==== RECORD EXCERPTS ====

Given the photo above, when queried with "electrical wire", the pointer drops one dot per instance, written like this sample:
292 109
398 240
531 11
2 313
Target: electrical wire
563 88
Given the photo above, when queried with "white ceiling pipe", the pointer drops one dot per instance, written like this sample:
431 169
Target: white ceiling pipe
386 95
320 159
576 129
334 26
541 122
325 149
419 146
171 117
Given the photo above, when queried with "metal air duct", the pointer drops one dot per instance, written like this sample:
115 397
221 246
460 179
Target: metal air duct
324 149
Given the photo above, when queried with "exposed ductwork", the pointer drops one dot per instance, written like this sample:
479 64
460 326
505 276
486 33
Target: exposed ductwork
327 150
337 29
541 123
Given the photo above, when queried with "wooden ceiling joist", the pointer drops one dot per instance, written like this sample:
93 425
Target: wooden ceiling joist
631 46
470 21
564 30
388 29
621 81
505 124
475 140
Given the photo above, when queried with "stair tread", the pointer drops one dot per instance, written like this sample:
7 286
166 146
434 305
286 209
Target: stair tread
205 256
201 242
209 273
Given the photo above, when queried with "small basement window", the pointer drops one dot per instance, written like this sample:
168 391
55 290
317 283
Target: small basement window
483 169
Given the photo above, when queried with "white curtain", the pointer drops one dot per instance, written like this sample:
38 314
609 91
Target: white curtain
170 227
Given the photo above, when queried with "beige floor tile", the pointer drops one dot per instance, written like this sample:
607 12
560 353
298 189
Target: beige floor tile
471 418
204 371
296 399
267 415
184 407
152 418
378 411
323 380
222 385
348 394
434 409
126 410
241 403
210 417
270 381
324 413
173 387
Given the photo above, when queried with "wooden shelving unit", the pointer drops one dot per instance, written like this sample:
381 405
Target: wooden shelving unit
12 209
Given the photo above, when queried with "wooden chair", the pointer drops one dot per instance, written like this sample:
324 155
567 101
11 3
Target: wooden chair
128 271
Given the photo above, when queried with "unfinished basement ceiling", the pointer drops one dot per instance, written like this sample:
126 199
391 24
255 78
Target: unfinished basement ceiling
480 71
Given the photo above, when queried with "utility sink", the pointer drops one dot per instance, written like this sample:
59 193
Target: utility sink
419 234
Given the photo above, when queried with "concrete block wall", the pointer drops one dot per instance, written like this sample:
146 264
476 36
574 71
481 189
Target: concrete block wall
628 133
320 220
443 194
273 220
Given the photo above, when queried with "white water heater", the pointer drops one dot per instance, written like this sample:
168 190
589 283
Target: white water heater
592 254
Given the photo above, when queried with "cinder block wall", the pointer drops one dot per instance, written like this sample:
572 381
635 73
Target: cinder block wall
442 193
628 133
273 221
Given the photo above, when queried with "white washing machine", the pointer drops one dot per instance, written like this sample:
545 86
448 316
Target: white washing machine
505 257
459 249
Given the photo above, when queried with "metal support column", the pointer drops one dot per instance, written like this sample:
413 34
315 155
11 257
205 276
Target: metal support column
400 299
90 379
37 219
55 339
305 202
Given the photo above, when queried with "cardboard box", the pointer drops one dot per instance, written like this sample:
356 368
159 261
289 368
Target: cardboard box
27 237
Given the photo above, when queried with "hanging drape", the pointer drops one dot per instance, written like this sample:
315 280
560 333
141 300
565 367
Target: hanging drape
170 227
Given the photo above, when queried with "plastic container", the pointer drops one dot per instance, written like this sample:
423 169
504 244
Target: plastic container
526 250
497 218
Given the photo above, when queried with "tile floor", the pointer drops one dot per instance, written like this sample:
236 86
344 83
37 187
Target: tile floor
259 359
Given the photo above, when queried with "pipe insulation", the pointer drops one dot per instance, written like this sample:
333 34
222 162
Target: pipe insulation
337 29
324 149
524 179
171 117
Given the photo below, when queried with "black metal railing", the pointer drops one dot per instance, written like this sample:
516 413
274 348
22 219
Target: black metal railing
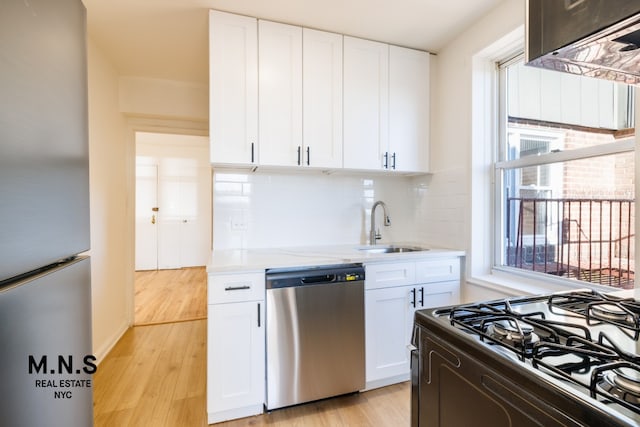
584 239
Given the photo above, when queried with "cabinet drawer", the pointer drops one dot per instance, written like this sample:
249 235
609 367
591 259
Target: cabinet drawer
438 270
389 275
225 288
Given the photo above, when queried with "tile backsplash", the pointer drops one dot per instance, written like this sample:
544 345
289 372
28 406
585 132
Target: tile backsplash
262 210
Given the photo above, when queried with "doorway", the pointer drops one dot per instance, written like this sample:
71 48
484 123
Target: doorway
173 201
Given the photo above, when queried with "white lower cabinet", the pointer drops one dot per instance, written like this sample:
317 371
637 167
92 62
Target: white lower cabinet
389 311
235 346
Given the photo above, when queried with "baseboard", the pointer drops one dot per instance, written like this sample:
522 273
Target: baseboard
232 414
103 350
370 385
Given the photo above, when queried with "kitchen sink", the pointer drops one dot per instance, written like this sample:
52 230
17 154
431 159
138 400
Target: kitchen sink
388 249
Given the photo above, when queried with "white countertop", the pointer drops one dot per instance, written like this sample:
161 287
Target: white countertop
259 259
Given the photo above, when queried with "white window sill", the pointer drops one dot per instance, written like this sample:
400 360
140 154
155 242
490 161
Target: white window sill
513 282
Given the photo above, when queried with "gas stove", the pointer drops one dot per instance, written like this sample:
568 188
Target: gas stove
573 355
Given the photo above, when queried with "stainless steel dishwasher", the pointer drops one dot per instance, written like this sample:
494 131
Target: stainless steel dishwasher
315 333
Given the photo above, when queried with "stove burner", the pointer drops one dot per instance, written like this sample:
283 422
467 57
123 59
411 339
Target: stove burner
623 383
611 312
512 332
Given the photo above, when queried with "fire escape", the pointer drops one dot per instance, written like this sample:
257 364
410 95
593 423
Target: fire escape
584 239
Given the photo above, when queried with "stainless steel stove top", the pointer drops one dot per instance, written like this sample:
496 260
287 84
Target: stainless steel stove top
584 342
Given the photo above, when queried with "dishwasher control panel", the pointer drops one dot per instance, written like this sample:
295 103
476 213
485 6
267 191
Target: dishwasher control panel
289 277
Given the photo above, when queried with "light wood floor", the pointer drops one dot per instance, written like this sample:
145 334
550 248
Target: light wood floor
156 376
170 295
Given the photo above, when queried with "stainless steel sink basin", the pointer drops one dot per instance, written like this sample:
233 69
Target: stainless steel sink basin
388 249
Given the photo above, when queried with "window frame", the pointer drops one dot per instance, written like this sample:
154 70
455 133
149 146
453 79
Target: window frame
501 165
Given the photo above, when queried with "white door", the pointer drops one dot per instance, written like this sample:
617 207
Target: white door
184 219
180 197
388 312
280 94
146 217
233 76
235 348
322 98
366 103
408 109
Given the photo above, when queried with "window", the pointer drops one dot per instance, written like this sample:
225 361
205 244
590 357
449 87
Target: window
565 176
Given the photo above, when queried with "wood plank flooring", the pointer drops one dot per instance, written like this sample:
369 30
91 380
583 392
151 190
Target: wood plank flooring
156 376
170 295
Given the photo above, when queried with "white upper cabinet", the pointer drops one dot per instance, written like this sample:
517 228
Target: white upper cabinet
286 96
233 74
366 104
322 99
408 110
280 94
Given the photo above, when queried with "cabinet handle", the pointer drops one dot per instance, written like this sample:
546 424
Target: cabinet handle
258 315
237 288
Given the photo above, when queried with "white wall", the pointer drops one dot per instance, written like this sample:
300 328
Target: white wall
163 98
462 124
111 231
262 210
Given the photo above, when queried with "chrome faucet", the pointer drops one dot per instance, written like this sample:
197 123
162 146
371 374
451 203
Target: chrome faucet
373 236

====

◆ TASK DIRECTIONS:
Drop the pictures and reproduce the rest of the entries above exactly.

◆ THE OUTPUT:
Given the photo above, when queried with "electrical wire", the pointer drops one dot per instance, written like this sample:
292 109
398 240
531 11
2 313
Target: electrical wire
563 88
Given the photo above, when queried with "white ceiling pipe", the pointer drops one dot per instance, written like this sample:
431 169
Target: white ceiling pipe
386 95
320 159
576 129
334 26
541 122
325 149
419 146
171 117
Given the photo above, when queried with "metal air duct", the pointer drops one dot per instance, written like this sample:
115 397
221 246
460 179
Target: metal air duct
324 149
Given the photo above, when queried with "exposed ductwork", the pointer drops one dot per instance, written like this sample:
479 64
460 326
505 276
486 33
Target: exposed ductwork
327 150
337 29
541 123
Given the photo above, when queried with "wooden ceiling joist", the pointer drops one dot per instance, written like this sample:
93 425
Target: wooden ceiling joist
631 46
470 21
564 30
388 29
621 81
505 124
475 140
Given the photo above, when queried with "stair tread", the pointer drops one dot per instance, written like this sample:
7 286
166 146
434 305
286 209
Target: stair tread
205 256
201 242
209 273
Given the photo above, when queried with "small basement window", the pointer drops one dot per instance, written like this sample:
168 391
55 290
317 283
Target: small basement window
483 169
Given the photo above, when queried with "white curtain", the pointer drops one dot per instance, written like this sample:
38 314
609 91
Target: white curtain
170 227
Given the photo above, when queried with "beige floor tile", the pointer drops one dot per instance, written like this sample:
607 12
560 353
298 189
Target: beige floor tile
471 418
204 371
296 399
267 415
184 407
152 418
378 411
323 380
222 385
348 394
434 409
126 410
241 403
210 417
270 381
324 413
173 387
Given the photo above, when queried with "wooden shelving unit", the pointer drops one dot per instance, written like this sample:
381 405
Target: wooden shelving unit
12 209
Given the photo above, when queried with "wooden chair", the pointer drops one dot per instance, written like this sample:
324 155
567 101
11 3
Target: wooden chair
128 271
Given the photo above, when queried with "unfinished basement ceiling", the pointer drops one dot per instance, written like this sample:
126 199
391 24
255 78
Target: unfinished basement ceiling
480 71
Given the photo above, when queried with "utility sink", the pointer drops one dot per instance, written like this sample:
59 193
Target: utility sink
419 234
Given the photo above, when queried with "concrete block wall", the pointer drops one dot per instance, written like this sample:
146 264
476 36
574 71
481 189
Target: concrete block wall
628 133
320 220
443 194
273 220
Given the photo above, when queried with "white water heater", the pointer drops one dot per instance, written like this sample:
168 190
589 283
Target: white water heater
592 254
Given the photo above, when queried with "cinder block wall", the pointer drops one dot per instance, written like this sample:
572 381
635 73
Target: cinder block wall
442 193
628 133
273 221
Given the photo above, when queried with "white washing machine", the pointer drops one dot per instance, written like this sample:
545 86
448 316
Target: white washing machine
505 257
459 249
Given the photo above, when queried with "metal support column", the pointer drops one dot per instance, written like this sample:
413 34
315 155
11 257
205 276
Target: metal support column
400 299
90 379
37 219
55 339
305 202
Given the photo above, when queried with "cardboard box", the pointer drops one dot per instance, written like this sample:
356 368
159 261
289 368
Target: cardboard box
27 237
Given the photo above, when queried with "hanging drape", the pointer drops one dot per instance, written like this sample:
315 280
560 333
141 300
565 367
Target: hanging drape
170 227
Given the photo above, when queried with "plastic container", the pointer drops one dot per instance, written like this sample:
423 169
504 244
Target: plastic container
526 250
497 218
Given the photo above, when queried with "tile floor", the pointer drops one dot per instance, written like this sample:
236 86
344 83
37 187
Target: tile floor
259 359
Given the photo above, when queried with "pipe insulation", the pointer drops one dot per instance, written like this sample:
333 34
222 162
Target: pipe insulation
337 29
324 149
524 179
171 117
Given the photo below, when queried with "black metal railing", the pointer drops one dot per instance, written like this sample:
516 413
274 348
22 219
Target: black metal railing
584 239
Given the photo above, when queried with "cabinet drawer", the pointer drops one dot per instance, written like this sample:
249 235
609 367
591 259
Target: cabinet drawer
438 270
389 275
225 288
Given the photo above, when queried with "tile backsplash", the pointer drops one dot per instance, written like this sample:
544 345
289 372
28 406
585 132
Target: tile backsplash
262 210
Given the photo above, when queried with "doorway", the pointer drops one dot per instance, written like this sample:
71 48
484 123
Target: doorway
173 201
Given the photo above, when queried with "white lower cabinet", the pointer drops one dot per instance, written like this sample:
317 371
637 167
92 62
Target: white lower cabinet
389 311
235 346
Given the photo above, when queried with "baseboard", the pointer drops one dot per instance, written like this sample:
522 273
Target: baseboard
232 414
103 350
370 385
Given the photo above, when queried with "kitchen sink", the pointer drops one dot per instance, written like this sample:
52 230
17 154
431 159
138 400
Target: kitchen sink
388 249
Given the photo above, when queried with "white countertop", the pointer drops one dot per instance, written like this sample:
161 287
Target: white countertop
259 259
Given the photo above, when queried with "white window sill", the pointer drops one dot per instance, written like this sample:
400 360
140 154
155 242
490 161
Target: white window sill
513 282
Given the photo above, when queried with "gas stove", the pointer drops one dot per instance, written like this sample:
568 188
Target: gas stove
573 355
Given the photo above, when queried with "stainless steel dishwasher", the pointer drops one dot per instance, written like this sample:
494 131
Target: stainless steel dishwasher
315 333
Given the photo above, when queried with "stove burner", the pointer drops one dot per instance, written like this sample:
283 422
467 57
123 59
411 339
Target: stove burner
623 383
611 312
512 332
Given the photo above, when queried with "fire escape", the pointer drops one dot per instance, written like this sample:
257 364
410 95
593 423
Target: fire escape
584 239
Given the photo above, when queried with "stainless steel stove top", the pointer drops one dot per instance, written like this sample:
496 260
287 84
Target: stainless steel stove top
584 342
Given the photo above, when queried with "dishwasher control panel", the pointer drops one dot per instance, written like this sample:
295 103
476 213
485 6
267 191
Target: dishwasher control panel
289 277
Given the photo above, when queried with "light wood floor", the pointer drops one dot per instance, written like this sample:
145 334
550 248
Target: light wood floor
156 376
170 295
Given the photo above, when queried with "stainless steel sink basin", the pointer drops one dot per instance, written like this sample:
233 69
Target: stainless steel sink basin
388 249
Given the photo above, when queried with "window frame", the pointer drops one dot per instance, written like this sample:
154 70
455 133
149 146
453 79
Target: window frame
501 165
Given the photo above, when queried with "white door", the pointer drops one dot per instance, written like this sample:
617 207
Target: white door
184 219
180 197
388 312
280 94
146 217
233 76
235 348
322 98
366 103
408 109
Given the photo above, when queried with "window", the pointer drops one dot per instance, written like this sample:
225 361
205 244
590 357
449 87
Target: window
565 176
Given the photo above, when queried with "wood plank flooring", the pointer drops one dot per instance, written like this sample:
369 30
91 380
583 392
151 190
Target: wood plank flooring
156 376
170 295
Given the photo above, when queried with "white upper cabinet", the pointer drops one dot per instance, written like this sample:
517 228
Target: white upper cabinet
286 96
233 74
366 104
322 99
408 110
280 94
Given the photo above, when queried with "cabinet handle", the pointer drops one dot per instance, written like this sample:
546 424
Target: cabinet handle
258 315
237 288
Given the photo above, when queried with "white wall", the pointer drops one dot per instance, written like this sample:
300 328
Target: white wall
163 98
462 124
111 231
262 210
Given the photo above, when queried with "chrome faucet", the pointer drops one dot per instance, written like this sample:
197 123
162 146
371 374
451 203
Target: chrome faucet
373 236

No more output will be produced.